──────── Text section

One of the directive principles of policy contained in Article 14 of the Constitution requires the introduction of a common civil code; one law common to all citizens. 52 years after the Constitution was adopted, there is no sign of the country having one personal law. If the Muslims were to insist on their own distinctive personal law, why should the state not also ask them to accept the Shariat with regard to criminal law? Minority educational institutions are allowed to run freely according to their societies but are heavily subsidised by the state. Whereas, Hindu institutions are denied such subsidy. So discriminatory is this law that the much respected Rama Krishna Mission was driven to claim that it is a minority organisation.

Why was the Minorities Commission established? Their institutions could certainly have been looked after by the National Human Rights Commission. Evidently, there was a systematic intention by the Government of India at some point to keep lit the flame of minorityism lit. Perhaps, it was felt that if they got integrated into the mainstream, they might cease to be of electoral benefit.

It is unlikely that the Muslim community or its leadership ever demanded such favours from the Indian state. Who would understand the Muslim aspirations better than Qaid-i-Azam Jinnah, especially in the years around Independence and Partition? It is not widely known that Jinnah entered into a written agreement with the All India Hindu Mahasabha, whose general secretary at the time was Raja Maheshwar Dayal Seth.

According to the agreement, the country was to be partitioned soon after Independence with the help of a plebiscite. There was to be no corridor between the Muslim areas of the Northwest and Northeast of India, although they could form a single sovereign state. Government machinery was to be provided for facilitating the transfer of populations. Above all, it said in the event of separation the Muslims shall not demand any safeguard for the Muslim minority in Hindustan. It will be open to the two Indias (East Pakistan was not mentioned) to arrange on a reciprocal basis safeguards for religious minorities in the respective states. (page 301, Indian Muslims; A Political History by Ram Gogal Asia Publishing House, New York, 1959).

────────────────
──────── Recorded information

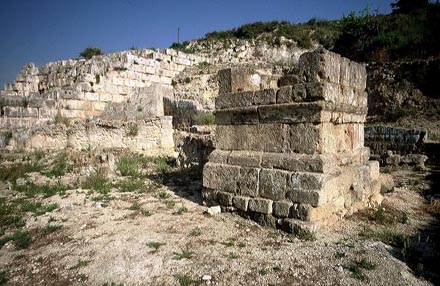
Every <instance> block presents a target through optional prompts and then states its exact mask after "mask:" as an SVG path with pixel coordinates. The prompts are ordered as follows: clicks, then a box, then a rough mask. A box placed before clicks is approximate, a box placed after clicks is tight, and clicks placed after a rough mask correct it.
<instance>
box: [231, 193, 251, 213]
mask: <svg viewBox="0 0 440 286" xmlns="http://www.w3.org/2000/svg"><path fill="white" fill-rule="evenodd" d="M232 203H233V205H234V207H236V208H237V209H239V210H242V211H247V210H248V204H249V198H247V197H241V196H235V197H234V199H233V200H232Z"/></svg>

────────────────

Assignment: List every person named in the passage on India's minority policy.

Result below:
Qaid-i-Azam Jinnah
Raja Maheshwar Dayal Seth
Ram Gogal